* _Activity_:
Find the string "nurphoto" in the entries and copy each line that has it.

==========

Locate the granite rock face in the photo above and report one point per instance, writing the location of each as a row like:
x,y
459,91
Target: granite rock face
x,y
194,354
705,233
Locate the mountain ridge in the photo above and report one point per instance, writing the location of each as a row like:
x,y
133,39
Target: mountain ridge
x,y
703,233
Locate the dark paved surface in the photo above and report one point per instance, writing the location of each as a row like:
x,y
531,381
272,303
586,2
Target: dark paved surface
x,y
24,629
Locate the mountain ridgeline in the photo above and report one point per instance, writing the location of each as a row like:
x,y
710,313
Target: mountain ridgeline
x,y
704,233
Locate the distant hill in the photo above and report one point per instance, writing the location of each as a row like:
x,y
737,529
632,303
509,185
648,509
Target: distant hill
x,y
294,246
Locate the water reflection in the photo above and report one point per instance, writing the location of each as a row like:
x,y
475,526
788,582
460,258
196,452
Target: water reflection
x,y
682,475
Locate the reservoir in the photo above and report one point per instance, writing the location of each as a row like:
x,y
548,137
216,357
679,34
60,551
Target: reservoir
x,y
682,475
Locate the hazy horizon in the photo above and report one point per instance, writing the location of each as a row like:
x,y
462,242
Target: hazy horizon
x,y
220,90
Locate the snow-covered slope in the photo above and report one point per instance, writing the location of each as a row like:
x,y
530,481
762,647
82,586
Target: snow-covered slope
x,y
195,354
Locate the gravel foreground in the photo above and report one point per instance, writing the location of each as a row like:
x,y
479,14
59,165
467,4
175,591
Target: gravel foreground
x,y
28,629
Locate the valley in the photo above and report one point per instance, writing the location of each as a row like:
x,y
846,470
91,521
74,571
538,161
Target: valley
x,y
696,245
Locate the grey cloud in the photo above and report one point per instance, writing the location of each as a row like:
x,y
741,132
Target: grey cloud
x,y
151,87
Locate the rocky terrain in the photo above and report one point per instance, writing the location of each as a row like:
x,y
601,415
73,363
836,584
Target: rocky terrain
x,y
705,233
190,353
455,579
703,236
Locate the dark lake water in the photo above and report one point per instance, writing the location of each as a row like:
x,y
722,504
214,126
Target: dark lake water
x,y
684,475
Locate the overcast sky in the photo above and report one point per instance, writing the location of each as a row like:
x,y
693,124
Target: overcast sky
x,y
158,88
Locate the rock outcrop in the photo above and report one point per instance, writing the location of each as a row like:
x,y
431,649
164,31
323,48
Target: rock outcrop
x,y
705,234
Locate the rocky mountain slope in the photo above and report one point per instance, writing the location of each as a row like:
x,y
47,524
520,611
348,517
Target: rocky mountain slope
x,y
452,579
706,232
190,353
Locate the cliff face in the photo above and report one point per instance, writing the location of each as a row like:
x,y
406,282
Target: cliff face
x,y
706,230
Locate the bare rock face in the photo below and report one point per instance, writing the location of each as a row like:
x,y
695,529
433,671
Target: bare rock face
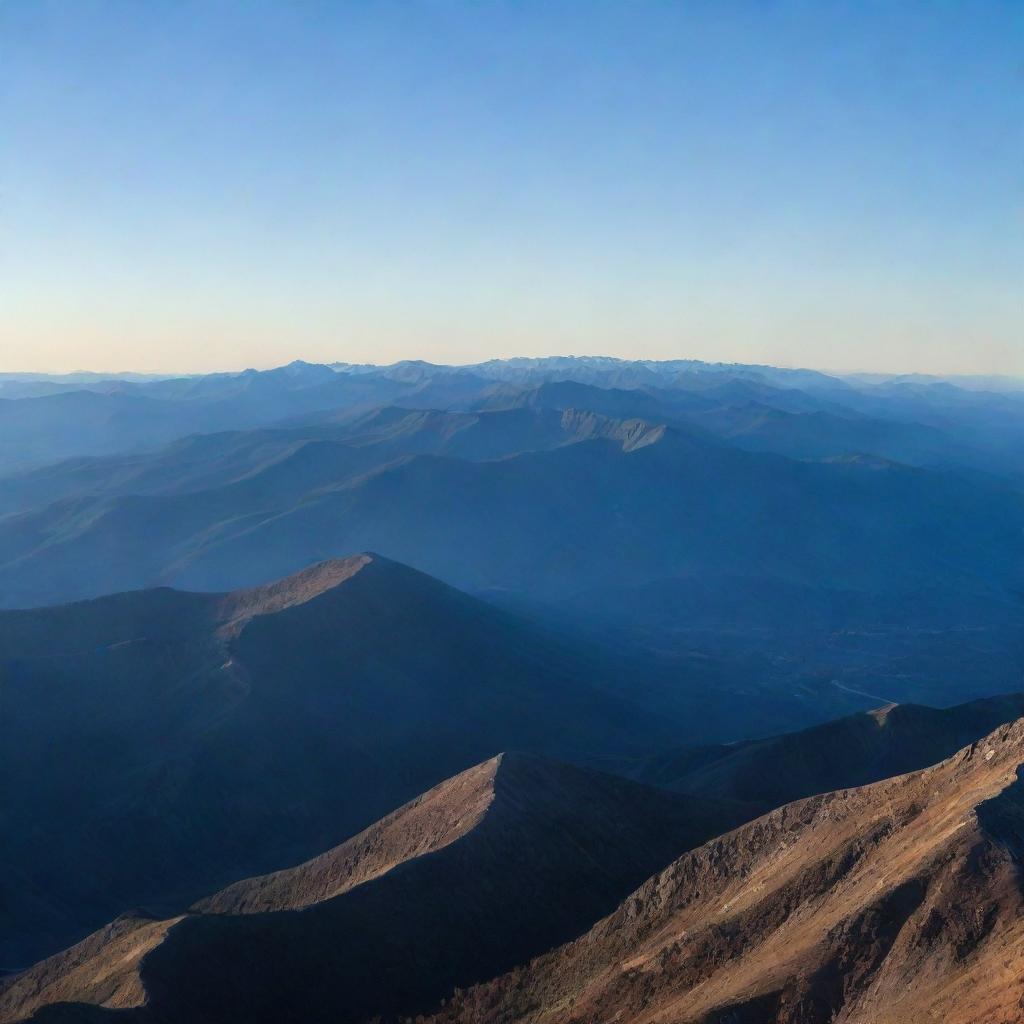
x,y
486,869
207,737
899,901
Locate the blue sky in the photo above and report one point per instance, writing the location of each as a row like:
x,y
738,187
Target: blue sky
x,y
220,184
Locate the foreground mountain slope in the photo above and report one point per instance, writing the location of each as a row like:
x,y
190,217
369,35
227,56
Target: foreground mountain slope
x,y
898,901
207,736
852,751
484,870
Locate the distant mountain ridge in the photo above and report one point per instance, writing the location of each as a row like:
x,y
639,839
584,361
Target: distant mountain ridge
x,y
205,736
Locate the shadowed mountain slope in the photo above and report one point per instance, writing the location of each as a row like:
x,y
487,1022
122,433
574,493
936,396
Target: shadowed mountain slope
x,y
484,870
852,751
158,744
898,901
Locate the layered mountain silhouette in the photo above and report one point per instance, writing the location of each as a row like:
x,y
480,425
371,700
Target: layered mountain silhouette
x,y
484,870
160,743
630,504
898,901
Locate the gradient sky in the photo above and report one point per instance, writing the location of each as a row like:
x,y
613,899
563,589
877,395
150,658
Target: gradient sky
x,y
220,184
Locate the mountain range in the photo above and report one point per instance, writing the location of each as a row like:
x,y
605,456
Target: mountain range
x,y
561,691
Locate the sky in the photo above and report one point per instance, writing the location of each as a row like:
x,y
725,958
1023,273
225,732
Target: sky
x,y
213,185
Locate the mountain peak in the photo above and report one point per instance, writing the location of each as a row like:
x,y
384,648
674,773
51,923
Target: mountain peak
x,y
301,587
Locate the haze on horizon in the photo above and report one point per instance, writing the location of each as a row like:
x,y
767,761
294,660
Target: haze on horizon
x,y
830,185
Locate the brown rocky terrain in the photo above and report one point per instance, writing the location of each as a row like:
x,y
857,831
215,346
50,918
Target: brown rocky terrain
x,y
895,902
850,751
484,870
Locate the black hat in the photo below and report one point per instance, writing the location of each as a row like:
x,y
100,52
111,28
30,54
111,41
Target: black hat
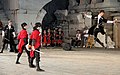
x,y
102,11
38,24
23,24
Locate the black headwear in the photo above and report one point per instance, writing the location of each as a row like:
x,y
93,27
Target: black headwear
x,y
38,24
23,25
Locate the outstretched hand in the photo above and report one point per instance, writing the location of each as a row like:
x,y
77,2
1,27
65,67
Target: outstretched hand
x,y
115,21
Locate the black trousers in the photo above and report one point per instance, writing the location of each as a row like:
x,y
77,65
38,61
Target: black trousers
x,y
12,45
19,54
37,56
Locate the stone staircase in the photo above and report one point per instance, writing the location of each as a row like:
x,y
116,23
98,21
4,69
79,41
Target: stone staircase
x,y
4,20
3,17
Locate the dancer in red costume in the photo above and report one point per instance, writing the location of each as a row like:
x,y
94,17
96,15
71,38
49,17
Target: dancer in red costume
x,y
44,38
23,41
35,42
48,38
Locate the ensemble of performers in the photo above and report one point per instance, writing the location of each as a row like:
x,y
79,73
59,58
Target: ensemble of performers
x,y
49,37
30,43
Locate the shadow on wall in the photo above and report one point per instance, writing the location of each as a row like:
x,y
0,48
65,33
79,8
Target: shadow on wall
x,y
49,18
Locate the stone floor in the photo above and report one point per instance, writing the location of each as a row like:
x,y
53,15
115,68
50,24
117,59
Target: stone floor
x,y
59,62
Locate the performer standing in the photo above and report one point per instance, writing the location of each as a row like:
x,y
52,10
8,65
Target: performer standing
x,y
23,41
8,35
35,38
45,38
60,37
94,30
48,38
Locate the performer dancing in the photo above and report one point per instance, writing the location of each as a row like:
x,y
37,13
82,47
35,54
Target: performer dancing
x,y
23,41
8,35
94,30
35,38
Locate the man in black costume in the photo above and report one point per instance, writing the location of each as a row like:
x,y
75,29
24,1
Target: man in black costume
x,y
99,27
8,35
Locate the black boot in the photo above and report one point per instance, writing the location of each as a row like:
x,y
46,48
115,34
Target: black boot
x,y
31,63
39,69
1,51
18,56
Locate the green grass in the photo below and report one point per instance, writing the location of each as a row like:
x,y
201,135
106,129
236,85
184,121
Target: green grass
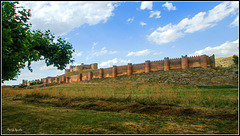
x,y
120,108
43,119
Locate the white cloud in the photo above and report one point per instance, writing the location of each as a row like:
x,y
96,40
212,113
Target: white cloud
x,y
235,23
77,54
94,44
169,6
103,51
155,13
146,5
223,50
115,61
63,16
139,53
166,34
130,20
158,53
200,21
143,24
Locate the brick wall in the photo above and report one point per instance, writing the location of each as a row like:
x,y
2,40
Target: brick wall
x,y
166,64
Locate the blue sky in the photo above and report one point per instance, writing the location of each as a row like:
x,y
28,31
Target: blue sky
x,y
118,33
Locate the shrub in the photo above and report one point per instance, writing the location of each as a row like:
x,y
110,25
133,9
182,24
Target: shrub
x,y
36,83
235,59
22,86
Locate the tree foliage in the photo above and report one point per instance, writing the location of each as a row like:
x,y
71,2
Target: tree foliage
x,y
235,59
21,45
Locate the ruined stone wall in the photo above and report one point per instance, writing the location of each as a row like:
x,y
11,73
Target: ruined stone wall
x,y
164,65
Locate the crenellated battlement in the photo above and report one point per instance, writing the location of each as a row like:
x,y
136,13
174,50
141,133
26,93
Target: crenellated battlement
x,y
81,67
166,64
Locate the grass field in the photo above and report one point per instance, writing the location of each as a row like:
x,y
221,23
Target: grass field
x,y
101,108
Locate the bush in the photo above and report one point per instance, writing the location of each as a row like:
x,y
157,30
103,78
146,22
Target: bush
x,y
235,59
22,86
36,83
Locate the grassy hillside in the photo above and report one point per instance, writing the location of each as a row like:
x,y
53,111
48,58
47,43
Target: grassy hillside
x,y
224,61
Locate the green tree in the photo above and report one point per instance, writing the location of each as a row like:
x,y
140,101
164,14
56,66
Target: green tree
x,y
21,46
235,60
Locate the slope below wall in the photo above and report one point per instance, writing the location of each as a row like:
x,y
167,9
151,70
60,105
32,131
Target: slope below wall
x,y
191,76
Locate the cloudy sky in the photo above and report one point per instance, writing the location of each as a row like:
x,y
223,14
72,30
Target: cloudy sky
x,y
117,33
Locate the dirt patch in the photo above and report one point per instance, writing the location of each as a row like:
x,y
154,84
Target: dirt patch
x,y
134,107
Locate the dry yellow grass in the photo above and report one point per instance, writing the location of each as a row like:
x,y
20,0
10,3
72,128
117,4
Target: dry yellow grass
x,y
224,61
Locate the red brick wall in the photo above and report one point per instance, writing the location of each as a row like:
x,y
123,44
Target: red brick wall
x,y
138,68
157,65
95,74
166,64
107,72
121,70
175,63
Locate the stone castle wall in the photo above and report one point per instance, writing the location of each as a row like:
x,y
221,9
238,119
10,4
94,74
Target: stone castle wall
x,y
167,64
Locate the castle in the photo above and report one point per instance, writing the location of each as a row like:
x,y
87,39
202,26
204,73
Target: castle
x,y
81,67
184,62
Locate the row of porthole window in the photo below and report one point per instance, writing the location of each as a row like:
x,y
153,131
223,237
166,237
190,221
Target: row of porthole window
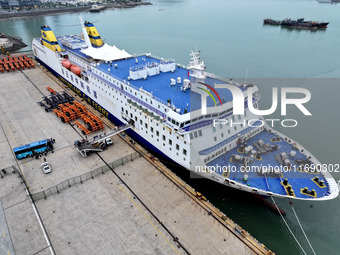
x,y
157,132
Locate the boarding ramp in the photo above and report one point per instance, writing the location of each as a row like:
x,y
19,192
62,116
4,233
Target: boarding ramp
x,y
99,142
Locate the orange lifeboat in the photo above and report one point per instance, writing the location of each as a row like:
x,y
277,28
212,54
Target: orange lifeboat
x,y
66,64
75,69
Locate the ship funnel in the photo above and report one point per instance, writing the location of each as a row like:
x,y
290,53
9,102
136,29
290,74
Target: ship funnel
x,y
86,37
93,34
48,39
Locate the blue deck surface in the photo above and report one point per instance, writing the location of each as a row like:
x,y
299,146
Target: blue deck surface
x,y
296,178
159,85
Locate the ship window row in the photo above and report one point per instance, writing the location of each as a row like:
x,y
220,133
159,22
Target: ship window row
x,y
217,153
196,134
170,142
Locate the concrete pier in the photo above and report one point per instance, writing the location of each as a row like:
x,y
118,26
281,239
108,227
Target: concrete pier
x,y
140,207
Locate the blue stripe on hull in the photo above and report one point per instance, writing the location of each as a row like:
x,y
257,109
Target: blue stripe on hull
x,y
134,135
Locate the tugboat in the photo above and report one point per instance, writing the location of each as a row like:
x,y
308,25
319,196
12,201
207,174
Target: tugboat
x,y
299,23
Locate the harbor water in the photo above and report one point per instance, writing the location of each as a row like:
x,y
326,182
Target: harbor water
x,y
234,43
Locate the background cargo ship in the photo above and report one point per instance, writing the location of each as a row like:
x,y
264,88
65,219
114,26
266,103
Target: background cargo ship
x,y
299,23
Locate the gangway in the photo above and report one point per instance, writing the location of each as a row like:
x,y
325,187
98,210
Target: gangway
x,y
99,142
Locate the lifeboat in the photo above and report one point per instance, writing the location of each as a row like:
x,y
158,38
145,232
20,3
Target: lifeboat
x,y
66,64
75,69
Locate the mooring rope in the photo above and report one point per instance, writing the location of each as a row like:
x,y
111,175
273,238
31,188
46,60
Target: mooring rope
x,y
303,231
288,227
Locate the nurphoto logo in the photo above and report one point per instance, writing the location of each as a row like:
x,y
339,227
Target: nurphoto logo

==========

* _Task output_:
Locate the nurphoto logo in the photo above and report one point per instance, writing the location of each as a row like:
Target: nurphoto logo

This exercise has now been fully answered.